Atlanta businessmen's horses to race in Kentucky Derby

Atlanta has a horse in the race at the 145th Kentucky Derby, the longest-running sporting event in the country.

Well, two horses.

Atlanta businessmen Dean Reeves and Tyler Alexander both have ties to Thoroughbred contenders — horses Tax and Plus Que Parfait — in the May 4 race at Churchill Downs in Louisville, Ky.

“It’s just a surreal time,” said Atlanta native and Georgia Tech grad Reeves of Reeves Thoroughbred Racing, a majority owner of Tax, one of 20 horses set to race. “I’m really excited to be going back.”

Reeves, chairman and co-owner of Reeves Young (an Atlanta construction company that’s worked on some of the city’s biggest projects including completing all the site work for Mercedes-Benz Stadium and the former Georgia Dome) had a horse named Mucho Macho Man place third in the 2011 Kentucky Derby. He shared with Atlanta Business Chronicle the thrill of the race.

“You are pretty nervous all day long,” Reeves said. “You have people screaming for your horse. You look up as you walk on the track and there’s 165,000 people. It is mind boggling. You are just blown away just by how big the whole event is.”

This year, Reeves has invited Georgia Gov. Brian Kemp and state Sen. Brandon Beach to cheer on Tax at the Kentucky Derby. “He can get the distance,” said Reeves, 67, who attended his first Kentucky Derby in the 1970s and for more than 20 years in a row. “I think we have a good shot. He’s a big, strong colt.”

REQUIRED ACTIONS:
A. Using the Kentucky Derby article, decide whether each statement agrees with it. Answer yes or no for each, and quote the words from the article that settle it.
(i) Tax is one of 20 horses set to run in the race.
(ii) Mucho Macho Man won the 2011 Kentucky Derby.
(iii) Reeves is 67 years old.
B. According to the Kentucky Derby article, whom has Reeves invited to cheer on Tax at this year's race?
C. Carry the Kentucky Derby article forward from its final sentence, in the same news style.

[Outline records]
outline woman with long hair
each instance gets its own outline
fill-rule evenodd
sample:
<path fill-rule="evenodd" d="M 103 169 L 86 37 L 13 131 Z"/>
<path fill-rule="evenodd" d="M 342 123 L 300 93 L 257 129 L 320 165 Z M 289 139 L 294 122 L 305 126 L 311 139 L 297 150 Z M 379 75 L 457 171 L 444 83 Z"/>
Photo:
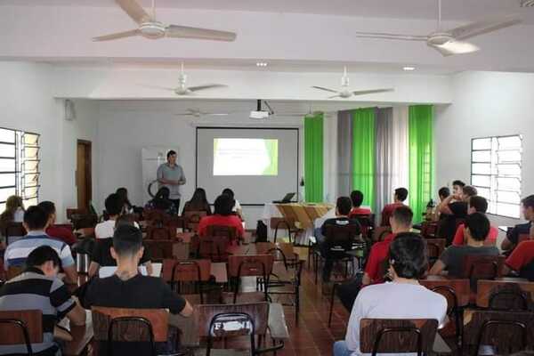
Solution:
<path fill-rule="evenodd" d="M 190 211 L 206 212 L 207 215 L 211 215 L 211 206 L 206 198 L 206 190 L 203 188 L 197 188 L 191 199 L 185 203 L 182 214 Z"/>

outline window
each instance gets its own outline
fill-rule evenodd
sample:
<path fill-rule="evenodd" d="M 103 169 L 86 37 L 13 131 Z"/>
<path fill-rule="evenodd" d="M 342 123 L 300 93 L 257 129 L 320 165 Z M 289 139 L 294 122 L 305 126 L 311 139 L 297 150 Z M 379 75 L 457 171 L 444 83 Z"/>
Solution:
<path fill-rule="evenodd" d="M 489 213 L 519 218 L 522 136 L 471 141 L 471 184 L 489 202 Z"/>
<path fill-rule="evenodd" d="M 24 206 L 37 204 L 39 196 L 39 134 L 0 128 L 0 213 L 12 195 Z"/>

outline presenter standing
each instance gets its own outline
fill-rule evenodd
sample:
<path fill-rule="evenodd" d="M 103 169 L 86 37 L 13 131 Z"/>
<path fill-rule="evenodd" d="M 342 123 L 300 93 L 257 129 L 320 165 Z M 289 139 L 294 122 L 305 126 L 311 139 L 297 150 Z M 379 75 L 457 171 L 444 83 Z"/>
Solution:
<path fill-rule="evenodd" d="M 176 164 L 176 152 L 173 150 L 167 152 L 166 163 L 158 168 L 158 182 L 159 188 L 169 189 L 169 199 L 176 206 L 176 211 L 180 211 L 180 186 L 185 184 L 185 174 L 182 166 Z"/>

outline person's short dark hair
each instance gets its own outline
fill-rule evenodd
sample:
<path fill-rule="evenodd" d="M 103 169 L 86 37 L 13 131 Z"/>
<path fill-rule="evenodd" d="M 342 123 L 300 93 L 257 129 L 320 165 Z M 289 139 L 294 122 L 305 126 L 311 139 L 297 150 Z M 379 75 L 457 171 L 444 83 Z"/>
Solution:
<path fill-rule="evenodd" d="M 454 181 L 454 182 L 452 182 L 452 185 L 453 185 L 453 186 L 455 186 L 455 185 L 457 185 L 458 187 L 462 187 L 462 188 L 464 188 L 464 187 L 465 186 L 465 182 L 463 182 L 462 181 L 460 181 L 459 179 L 457 179 L 456 181 Z"/>
<path fill-rule="evenodd" d="M 477 241 L 483 241 L 490 233 L 490 220 L 481 213 L 474 213 L 465 217 L 465 226 L 469 229 L 471 237 Z"/>
<path fill-rule="evenodd" d="M 363 203 L 363 193 L 360 190 L 352 190 L 351 192 L 351 200 L 354 207 L 360 207 Z"/>
<path fill-rule="evenodd" d="M 29 253 L 24 264 L 28 269 L 42 266 L 48 261 L 52 261 L 54 267 L 61 266 L 61 260 L 60 260 L 58 253 L 49 246 L 41 246 Z"/>
<path fill-rule="evenodd" d="M 522 206 L 525 209 L 528 209 L 529 207 L 531 207 L 534 209 L 534 194 L 530 195 L 527 198 L 524 198 L 521 201 L 521 203 L 522 204 Z"/>
<path fill-rule="evenodd" d="M 488 211 L 488 200 L 480 195 L 469 198 L 469 206 L 473 207 L 477 213 L 485 214 Z"/>
<path fill-rule="evenodd" d="M 52 201 L 49 201 L 49 200 L 42 201 L 39 204 L 37 204 L 37 206 L 39 206 L 40 208 L 44 210 L 44 212 L 46 213 L 46 214 L 48 215 L 49 218 L 50 218 L 50 215 L 52 215 L 53 214 L 55 214 L 55 205 Z"/>
<path fill-rule="evenodd" d="M 119 224 L 113 233 L 113 248 L 120 256 L 132 255 L 139 252 L 142 247 L 141 230 L 125 223 Z"/>
<path fill-rule="evenodd" d="M 48 214 L 41 206 L 29 206 L 24 212 L 24 223 L 29 230 L 43 230 L 48 222 Z"/>
<path fill-rule="evenodd" d="M 400 201 L 406 200 L 408 198 L 408 190 L 406 188 L 397 188 L 395 190 L 395 197 Z"/>
<path fill-rule="evenodd" d="M 411 226 L 414 213 L 409 206 L 399 206 L 392 214 L 392 218 L 402 226 Z"/>
<path fill-rule="evenodd" d="M 339 197 L 336 202 L 336 207 L 342 215 L 348 215 L 352 208 L 352 201 L 349 197 Z"/>
<path fill-rule="evenodd" d="M 438 195 L 442 198 L 445 198 L 450 195 L 450 190 L 448 187 L 441 187 L 438 190 Z"/>
<path fill-rule="evenodd" d="M 474 197 L 478 194 L 478 190 L 472 185 L 466 185 L 462 188 L 462 192 L 467 197 Z"/>
<path fill-rule="evenodd" d="M 389 258 L 397 276 L 418 279 L 425 275 L 428 265 L 426 243 L 417 233 L 400 233 L 390 244 Z"/>
<path fill-rule="evenodd" d="M 175 150 L 169 150 L 169 151 L 167 152 L 167 159 L 169 159 L 169 158 L 170 158 L 171 156 L 174 156 L 174 155 L 175 155 L 175 154 L 176 154 L 176 151 L 175 151 Z"/>
<path fill-rule="evenodd" d="M 231 190 L 230 188 L 224 188 L 222 190 L 222 192 L 221 194 L 226 194 L 227 196 L 229 196 L 230 198 L 231 198 L 232 199 L 234 198 L 234 192 L 232 190 Z"/>
<path fill-rule="evenodd" d="M 214 214 L 219 215 L 228 216 L 231 214 L 231 209 L 233 207 L 233 200 L 227 194 L 221 194 L 217 197 L 214 202 Z"/>
<path fill-rule="evenodd" d="M 120 195 L 117 193 L 109 194 L 104 202 L 106 212 L 111 215 L 118 215 L 122 212 L 125 202 Z"/>

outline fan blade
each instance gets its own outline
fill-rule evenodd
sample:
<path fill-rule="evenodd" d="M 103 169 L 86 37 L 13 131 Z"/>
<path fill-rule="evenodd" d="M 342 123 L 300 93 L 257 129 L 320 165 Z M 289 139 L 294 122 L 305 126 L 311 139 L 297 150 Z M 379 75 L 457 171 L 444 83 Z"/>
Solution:
<path fill-rule="evenodd" d="M 443 44 L 429 44 L 438 51 L 443 57 L 449 57 L 454 54 L 472 53 L 480 50 L 476 45 L 468 42 L 449 41 Z"/>
<path fill-rule="evenodd" d="M 234 32 L 176 25 L 167 26 L 165 32 L 167 37 L 208 39 L 213 41 L 232 42 L 236 40 L 237 36 Z"/>
<path fill-rule="evenodd" d="M 491 17 L 480 21 L 472 22 L 447 31 L 455 39 L 467 39 L 488 32 L 509 28 L 521 22 L 517 15 Z"/>
<path fill-rule="evenodd" d="M 312 88 L 315 88 L 315 89 L 319 89 L 319 90 L 324 90 L 324 91 L 326 91 L 326 92 L 330 92 L 330 93 L 339 93 L 339 92 L 338 92 L 338 91 L 336 91 L 336 90 L 334 90 L 334 89 L 328 89 L 328 88 L 325 88 L 324 86 L 316 86 L 316 85 L 313 85 L 313 86 L 312 86 Z"/>
<path fill-rule="evenodd" d="M 392 92 L 394 89 L 372 89 L 372 90 L 357 90 L 356 92 L 352 92 L 352 95 L 365 95 L 365 94 L 373 94 L 375 93 L 387 93 Z"/>
<path fill-rule="evenodd" d="M 135 0 L 115 0 L 115 2 L 128 14 L 135 22 L 142 24 L 150 20 L 150 16 L 144 11 L 142 5 Z"/>
<path fill-rule="evenodd" d="M 198 92 L 199 90 L 204 90 L 204 89 L 222 88 L 225 86 L 227 86 L 227 85 L 224 85 L 222 84 L 206 84 L 205 85 L 190 86 L 190 87 L 188 87 L 188 89 L 190 90 L 191 92 Z"/>
<path fill-rule="evenodd" d="M 118 39 L 118 38 L 126 38 L 126 37 L 133 37 L 134 36 L 139 36 L 141 35 L 141 32 L 139 31 L 139 29 L 132 29 L 130 31 L 125 31 L 125 32 L 117 32 L 111 35 L 105 35 L 105 36 L 99 36 L 98 37 L 93 37 L 93 41 L 110 41 L 112 39 Z"/>
<path fill-rule="evenodd" d="M 428 38 L 427 36 L 399 35 L 384 32 L 356 32 L 355 36 L 361 38 L 397 39 L 402 41 L 426 41 Z"/>

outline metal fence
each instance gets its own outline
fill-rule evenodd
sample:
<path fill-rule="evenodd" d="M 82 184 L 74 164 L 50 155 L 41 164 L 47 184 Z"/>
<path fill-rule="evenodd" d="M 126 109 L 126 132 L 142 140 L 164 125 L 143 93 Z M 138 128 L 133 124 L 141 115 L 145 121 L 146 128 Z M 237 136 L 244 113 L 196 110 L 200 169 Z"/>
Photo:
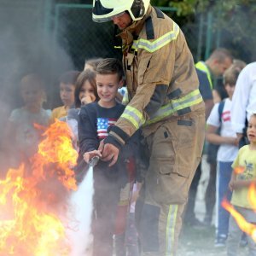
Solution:
<path fill-rule="evenodd" d="M 89 4 L 55 5 L 54 41 L 71 55 L 78 69 L 84 67 L 84 60 L 92 57 L 121 58 L 121 53 L 113 48 L 113 28 L 111 22 L 95 23 L 91 20 L 92 6 Z M 172 8 L 161 8 L 173 14 Z M 209 15 L 198 22 L 182 27 L 195 61 L 207 57 L 212 45 L 212 26 Z M 215 41 L 216 42 L 216 41 Z"/>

RESULTS:
A.
(i) Yes: "one of 20 horses set to race"
(ii) No: "place third in the 2011 Kentucky Derby"
(iii) Yes: "said Reeves, 67"

B. Georgia Gov. Brian Kemp and state Sen. Brandon Beach.

C.
Only three-year-old Thoroughbred horses can race in the Kentucky Derby, competing this year for a record $3 million prize. The race distance is one and one-quarter miles long. It’s often called “the most exciting two minutes in sports.” Each year, more than $200 million is wagered on all the races of the Kentucky Derby. The race is put on by Louisville, Ky.-based Churchill Downs Inc. (Nasdaq: CHDN).

Alexander, who bred contender Plus Que Parfait with his partner and long-time friend Clint Joiner, can hardly contain his excitement about having a horse in the Kentucky Derby.

Plus Que Parfait winning the $2.5M UAE Derby in Dubai on March 30th. Plus Que Parfait is the 3rd leading money earner so far in 2019 for all thoroughbred race horses in America.

Plus Que Parfait was just the third horse the pair, both 47 years old, foaled since launching Kentucky-based Calloway Stables.

“We will gladly play the role as the long shot,” said Joiner, who is based in Union City, Tenn., where both were raised. Alexander today handles business development for Atlanta-based Exploring Inc., a family of companies that builds events including working on this year’s Super Bowl in Atlanta.

“By the numbers, we aren’t even supposed to have a horse in this race,” Joiner said. “But, anything can happen in a Derby.”

They said Plus Que Parfait took an usual path to the Kentucky Derby, winning the $2.5 million U.A.E. Derby in Dubai, which landed the horse enough points to qualify for the Kentucky Derby.

Plus Que Parfait, a French phrase that translates to “more than perfect,” now places fourth on the leader board rank. A win could be game-changing for Calloway Stables.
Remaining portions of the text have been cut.